— Start of Data listing —

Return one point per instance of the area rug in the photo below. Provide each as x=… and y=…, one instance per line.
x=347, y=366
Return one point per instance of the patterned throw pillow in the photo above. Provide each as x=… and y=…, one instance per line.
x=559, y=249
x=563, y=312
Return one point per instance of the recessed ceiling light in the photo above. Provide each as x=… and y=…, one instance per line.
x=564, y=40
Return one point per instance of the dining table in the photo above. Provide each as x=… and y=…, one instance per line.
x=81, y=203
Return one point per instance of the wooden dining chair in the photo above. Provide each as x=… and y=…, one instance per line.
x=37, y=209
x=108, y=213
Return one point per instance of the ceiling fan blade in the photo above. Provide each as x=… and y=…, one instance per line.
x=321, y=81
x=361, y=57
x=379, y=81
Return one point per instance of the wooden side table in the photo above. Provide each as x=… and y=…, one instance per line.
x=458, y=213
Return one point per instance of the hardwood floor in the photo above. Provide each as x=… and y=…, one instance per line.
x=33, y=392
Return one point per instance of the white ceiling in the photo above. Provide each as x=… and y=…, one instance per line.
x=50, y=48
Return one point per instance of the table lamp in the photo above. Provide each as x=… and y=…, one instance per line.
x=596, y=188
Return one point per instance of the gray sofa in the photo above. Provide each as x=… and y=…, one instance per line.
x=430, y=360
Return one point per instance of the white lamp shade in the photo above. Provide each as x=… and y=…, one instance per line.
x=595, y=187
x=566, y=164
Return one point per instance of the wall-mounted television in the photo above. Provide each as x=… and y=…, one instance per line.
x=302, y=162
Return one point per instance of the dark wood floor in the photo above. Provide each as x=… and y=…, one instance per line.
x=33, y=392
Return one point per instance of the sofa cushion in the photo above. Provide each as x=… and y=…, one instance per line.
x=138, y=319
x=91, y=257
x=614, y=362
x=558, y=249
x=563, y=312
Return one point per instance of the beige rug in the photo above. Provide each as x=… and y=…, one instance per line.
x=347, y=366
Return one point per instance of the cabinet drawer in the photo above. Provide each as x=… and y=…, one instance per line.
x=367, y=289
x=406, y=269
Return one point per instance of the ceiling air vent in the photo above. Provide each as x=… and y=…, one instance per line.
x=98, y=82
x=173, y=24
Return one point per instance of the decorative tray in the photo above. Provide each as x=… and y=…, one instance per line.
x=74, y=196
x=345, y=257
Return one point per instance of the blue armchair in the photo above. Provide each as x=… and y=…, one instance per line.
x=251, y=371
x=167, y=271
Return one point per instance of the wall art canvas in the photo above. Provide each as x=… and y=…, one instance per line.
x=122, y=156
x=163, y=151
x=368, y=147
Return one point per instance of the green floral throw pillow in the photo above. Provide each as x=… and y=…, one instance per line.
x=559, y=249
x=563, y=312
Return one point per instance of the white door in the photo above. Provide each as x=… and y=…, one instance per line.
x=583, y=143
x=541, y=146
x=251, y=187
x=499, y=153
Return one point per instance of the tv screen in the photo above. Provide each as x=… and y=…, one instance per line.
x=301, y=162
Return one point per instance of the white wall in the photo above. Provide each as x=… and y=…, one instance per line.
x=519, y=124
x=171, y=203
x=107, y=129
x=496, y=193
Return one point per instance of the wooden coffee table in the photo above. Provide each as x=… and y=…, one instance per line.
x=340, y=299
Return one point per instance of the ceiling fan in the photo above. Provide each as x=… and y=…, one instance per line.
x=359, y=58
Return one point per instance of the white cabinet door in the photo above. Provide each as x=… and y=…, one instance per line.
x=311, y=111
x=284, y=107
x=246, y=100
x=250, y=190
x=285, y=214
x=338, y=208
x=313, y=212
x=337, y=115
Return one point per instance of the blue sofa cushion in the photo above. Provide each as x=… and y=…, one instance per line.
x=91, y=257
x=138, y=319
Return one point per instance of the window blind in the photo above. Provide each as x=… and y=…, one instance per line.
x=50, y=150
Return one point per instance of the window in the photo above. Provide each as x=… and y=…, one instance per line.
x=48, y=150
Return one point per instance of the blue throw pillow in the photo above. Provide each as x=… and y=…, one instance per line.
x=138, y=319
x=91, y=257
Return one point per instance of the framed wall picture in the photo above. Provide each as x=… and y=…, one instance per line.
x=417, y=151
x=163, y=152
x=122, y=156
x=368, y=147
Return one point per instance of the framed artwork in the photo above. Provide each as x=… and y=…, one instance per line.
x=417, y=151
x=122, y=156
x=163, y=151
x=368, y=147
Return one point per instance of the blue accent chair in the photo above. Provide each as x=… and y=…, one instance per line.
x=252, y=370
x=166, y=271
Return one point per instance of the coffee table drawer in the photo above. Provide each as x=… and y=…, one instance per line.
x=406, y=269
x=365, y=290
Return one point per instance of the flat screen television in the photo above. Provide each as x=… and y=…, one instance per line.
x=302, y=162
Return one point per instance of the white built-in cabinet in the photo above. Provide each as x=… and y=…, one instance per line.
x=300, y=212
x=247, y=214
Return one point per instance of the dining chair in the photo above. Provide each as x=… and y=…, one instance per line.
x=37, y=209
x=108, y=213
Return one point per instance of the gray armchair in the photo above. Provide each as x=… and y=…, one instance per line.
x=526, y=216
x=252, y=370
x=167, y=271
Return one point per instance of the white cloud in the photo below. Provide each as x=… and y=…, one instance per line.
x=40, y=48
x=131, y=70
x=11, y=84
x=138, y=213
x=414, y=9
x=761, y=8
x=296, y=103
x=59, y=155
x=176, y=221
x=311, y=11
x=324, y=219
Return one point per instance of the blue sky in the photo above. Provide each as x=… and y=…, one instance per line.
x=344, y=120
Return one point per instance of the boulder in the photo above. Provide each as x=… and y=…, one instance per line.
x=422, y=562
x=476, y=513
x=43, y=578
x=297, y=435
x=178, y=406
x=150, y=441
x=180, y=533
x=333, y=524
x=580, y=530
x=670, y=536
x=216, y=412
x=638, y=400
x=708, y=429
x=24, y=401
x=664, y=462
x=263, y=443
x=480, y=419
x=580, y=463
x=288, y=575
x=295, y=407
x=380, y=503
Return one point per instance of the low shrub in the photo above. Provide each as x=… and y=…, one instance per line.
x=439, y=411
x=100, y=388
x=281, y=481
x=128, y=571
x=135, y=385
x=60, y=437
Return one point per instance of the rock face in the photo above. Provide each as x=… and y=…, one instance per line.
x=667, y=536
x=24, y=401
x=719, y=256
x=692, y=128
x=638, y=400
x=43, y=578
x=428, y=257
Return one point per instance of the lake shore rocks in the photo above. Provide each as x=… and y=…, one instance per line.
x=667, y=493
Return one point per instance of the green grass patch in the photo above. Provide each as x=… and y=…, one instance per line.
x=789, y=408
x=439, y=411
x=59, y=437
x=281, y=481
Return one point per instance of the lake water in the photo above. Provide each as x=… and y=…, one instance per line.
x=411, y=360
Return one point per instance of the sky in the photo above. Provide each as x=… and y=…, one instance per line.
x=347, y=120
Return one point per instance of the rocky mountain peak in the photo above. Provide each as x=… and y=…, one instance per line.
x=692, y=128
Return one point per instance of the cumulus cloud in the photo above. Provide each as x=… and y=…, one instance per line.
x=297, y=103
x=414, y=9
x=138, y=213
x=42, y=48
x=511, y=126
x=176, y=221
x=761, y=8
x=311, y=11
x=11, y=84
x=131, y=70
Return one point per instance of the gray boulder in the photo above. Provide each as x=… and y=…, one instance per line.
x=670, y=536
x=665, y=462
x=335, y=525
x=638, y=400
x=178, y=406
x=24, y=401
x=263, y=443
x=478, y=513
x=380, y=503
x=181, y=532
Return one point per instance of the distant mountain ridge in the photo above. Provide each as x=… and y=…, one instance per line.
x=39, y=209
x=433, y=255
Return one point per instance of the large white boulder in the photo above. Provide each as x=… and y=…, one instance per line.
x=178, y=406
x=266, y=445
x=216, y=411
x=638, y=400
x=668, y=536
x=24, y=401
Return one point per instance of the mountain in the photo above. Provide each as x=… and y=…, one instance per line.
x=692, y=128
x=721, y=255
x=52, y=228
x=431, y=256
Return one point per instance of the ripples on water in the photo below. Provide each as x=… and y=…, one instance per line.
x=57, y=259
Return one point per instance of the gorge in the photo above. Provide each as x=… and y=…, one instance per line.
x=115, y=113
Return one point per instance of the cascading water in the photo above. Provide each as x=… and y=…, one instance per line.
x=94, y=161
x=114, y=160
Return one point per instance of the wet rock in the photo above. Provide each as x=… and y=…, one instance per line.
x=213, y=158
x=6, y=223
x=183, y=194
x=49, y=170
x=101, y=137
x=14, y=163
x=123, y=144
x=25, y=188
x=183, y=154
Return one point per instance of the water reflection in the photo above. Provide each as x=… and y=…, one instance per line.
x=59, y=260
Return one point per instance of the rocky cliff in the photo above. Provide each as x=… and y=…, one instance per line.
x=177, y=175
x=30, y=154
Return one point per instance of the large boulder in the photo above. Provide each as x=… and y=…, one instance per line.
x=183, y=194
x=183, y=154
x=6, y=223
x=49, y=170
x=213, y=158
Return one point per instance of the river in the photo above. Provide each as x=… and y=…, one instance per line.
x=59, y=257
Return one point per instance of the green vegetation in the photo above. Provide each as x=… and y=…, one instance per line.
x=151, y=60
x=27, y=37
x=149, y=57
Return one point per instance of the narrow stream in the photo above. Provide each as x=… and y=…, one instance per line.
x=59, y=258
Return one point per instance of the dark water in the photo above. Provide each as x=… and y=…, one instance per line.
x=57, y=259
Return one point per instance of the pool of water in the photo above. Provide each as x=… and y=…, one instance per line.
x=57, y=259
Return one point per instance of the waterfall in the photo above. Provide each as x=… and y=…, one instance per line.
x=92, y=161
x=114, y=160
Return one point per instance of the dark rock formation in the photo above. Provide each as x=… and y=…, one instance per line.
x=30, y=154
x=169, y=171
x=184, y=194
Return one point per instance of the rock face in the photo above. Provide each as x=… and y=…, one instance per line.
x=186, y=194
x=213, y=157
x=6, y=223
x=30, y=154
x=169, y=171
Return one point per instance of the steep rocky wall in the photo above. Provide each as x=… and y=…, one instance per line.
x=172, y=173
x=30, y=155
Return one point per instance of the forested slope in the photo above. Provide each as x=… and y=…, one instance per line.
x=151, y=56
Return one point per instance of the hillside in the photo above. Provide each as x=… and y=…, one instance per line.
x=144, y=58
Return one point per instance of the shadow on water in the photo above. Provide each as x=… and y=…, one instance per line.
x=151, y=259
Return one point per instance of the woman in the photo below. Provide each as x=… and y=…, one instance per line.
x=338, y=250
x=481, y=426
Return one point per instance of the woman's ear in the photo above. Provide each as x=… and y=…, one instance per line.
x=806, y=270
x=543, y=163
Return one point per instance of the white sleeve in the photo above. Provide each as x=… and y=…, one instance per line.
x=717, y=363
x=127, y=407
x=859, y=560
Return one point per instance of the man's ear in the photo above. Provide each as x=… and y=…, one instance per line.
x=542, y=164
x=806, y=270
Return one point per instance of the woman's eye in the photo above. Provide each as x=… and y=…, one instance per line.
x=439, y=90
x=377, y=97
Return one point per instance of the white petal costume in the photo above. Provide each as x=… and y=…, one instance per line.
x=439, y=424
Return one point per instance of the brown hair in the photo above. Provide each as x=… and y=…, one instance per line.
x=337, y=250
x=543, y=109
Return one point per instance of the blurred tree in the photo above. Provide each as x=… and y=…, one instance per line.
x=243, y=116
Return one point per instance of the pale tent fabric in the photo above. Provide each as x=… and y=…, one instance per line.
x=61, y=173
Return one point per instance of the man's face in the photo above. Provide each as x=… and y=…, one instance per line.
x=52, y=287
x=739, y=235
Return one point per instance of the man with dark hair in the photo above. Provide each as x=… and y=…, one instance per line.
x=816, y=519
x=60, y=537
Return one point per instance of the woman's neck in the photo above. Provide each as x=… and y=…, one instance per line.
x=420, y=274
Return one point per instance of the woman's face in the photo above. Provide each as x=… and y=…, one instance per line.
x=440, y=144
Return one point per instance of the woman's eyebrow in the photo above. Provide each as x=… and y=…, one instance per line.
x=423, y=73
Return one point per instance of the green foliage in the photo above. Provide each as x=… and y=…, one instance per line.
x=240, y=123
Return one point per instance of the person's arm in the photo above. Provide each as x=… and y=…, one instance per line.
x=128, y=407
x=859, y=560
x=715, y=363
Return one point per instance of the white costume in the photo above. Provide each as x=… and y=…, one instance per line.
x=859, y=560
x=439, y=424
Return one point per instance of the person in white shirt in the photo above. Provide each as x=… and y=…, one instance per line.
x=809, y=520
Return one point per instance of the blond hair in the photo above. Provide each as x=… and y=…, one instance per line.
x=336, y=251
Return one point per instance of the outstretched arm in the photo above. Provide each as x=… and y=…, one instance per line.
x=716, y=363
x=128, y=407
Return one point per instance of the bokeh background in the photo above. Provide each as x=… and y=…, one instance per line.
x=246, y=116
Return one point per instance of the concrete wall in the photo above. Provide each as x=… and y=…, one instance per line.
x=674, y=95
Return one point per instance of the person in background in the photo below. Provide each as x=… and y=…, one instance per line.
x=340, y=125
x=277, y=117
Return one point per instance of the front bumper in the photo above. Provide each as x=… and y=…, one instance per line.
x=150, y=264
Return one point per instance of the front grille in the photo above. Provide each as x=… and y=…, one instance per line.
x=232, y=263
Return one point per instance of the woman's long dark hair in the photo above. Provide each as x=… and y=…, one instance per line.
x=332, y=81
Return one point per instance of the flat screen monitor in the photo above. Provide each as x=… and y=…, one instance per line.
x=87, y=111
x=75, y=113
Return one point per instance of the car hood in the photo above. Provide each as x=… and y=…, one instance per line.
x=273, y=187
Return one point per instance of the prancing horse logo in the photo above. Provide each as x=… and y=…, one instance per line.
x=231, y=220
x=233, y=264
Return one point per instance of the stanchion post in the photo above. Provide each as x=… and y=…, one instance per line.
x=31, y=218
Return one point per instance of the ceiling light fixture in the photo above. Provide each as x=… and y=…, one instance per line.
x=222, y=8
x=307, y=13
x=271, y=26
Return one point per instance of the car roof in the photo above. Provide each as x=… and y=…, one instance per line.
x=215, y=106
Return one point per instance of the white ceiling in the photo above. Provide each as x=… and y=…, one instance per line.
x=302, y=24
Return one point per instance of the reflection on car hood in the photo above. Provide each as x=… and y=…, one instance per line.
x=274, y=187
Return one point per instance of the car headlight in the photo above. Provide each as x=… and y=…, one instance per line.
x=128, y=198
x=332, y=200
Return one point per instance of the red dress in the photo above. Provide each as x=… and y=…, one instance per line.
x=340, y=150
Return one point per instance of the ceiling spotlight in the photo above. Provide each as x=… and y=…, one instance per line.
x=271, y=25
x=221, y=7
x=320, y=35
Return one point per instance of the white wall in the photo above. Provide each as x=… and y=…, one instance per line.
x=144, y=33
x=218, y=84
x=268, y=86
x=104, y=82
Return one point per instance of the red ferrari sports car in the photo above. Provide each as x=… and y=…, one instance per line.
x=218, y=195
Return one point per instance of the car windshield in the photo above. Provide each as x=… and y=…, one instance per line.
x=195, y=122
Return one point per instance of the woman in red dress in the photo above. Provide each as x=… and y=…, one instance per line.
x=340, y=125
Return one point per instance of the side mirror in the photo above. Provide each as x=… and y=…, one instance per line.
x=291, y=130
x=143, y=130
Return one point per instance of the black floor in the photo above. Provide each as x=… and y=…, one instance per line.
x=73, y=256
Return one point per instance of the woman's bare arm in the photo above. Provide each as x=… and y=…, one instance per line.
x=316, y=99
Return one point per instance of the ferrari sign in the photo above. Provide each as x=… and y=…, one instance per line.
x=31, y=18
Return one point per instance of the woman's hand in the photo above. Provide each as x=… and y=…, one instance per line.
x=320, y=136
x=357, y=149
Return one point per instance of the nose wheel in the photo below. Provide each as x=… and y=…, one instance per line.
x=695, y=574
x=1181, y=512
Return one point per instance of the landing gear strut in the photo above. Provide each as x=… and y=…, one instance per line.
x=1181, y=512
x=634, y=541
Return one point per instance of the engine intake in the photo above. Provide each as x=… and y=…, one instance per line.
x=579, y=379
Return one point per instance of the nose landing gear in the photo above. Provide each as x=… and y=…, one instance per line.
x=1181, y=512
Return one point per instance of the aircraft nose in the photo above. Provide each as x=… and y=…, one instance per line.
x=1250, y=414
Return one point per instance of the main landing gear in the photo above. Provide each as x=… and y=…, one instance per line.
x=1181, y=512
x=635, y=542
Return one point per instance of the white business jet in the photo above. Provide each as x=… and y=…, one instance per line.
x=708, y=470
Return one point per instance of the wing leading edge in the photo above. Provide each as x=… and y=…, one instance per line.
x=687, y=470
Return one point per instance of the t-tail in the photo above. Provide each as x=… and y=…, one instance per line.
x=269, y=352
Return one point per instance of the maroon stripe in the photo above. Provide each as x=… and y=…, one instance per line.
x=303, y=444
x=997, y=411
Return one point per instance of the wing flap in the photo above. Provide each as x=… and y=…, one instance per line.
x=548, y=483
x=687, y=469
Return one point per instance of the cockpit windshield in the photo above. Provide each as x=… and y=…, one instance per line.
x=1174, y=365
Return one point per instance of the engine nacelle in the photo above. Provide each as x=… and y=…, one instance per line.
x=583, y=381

— End of Data listing —

» **What the task requires**:
Extract the lines of the items above verbatim, starting at the line containing "Return one point per instance of the outstretched" and ending at the line containing "x=233, y=264", with both of those lines included.

» **Task output**:
Return one point per instance of the outstretched arm in the photo above. Provide each as x=… and y=…, one instance per line.
x=716, y=363
x=128, y=407
Return one point per instance of the bokeh background in the photo above. Provide each as x=… and y=…, one instance per line.
x=246, y=116
Return one point per instance of the concrete wall in the photo above. Provide each as x=… and y=…, one instance per line.
x=674, y=95
Return one point per instance of the person in background in the photo below. Provide each as x=… and y=…, one instance per line.
x=340, y=125
x=277, y=117
Return one point per instance of the front bumper in the photo above. Provide each as x=… and y=…, one instance per line.
x=150, y=264
Return one point per instance of the front grille in the photo above. Provide each as x=… and y=…, one instance per line.
x=232, y=263
Return one point per instance of the woman's long dark hair in the photo above. Provide each as x=… and y=…, one instance per line.
x=332, y=81
Return one point per instance of the flat screen monitor in the photo above. Provide each as x=… and y=…, one instance per line.
x=87, y=111
x=75, y=113
Return one point per instance of the car hood in the photo above. Provide each as x=… and y=…, one instance per line.
x=273, y=187
Return one point per instance of the prancing horse logo in the photo above. Provide each as x=… and y=…, one instance per line.
x=231, y=220
x=233, y=264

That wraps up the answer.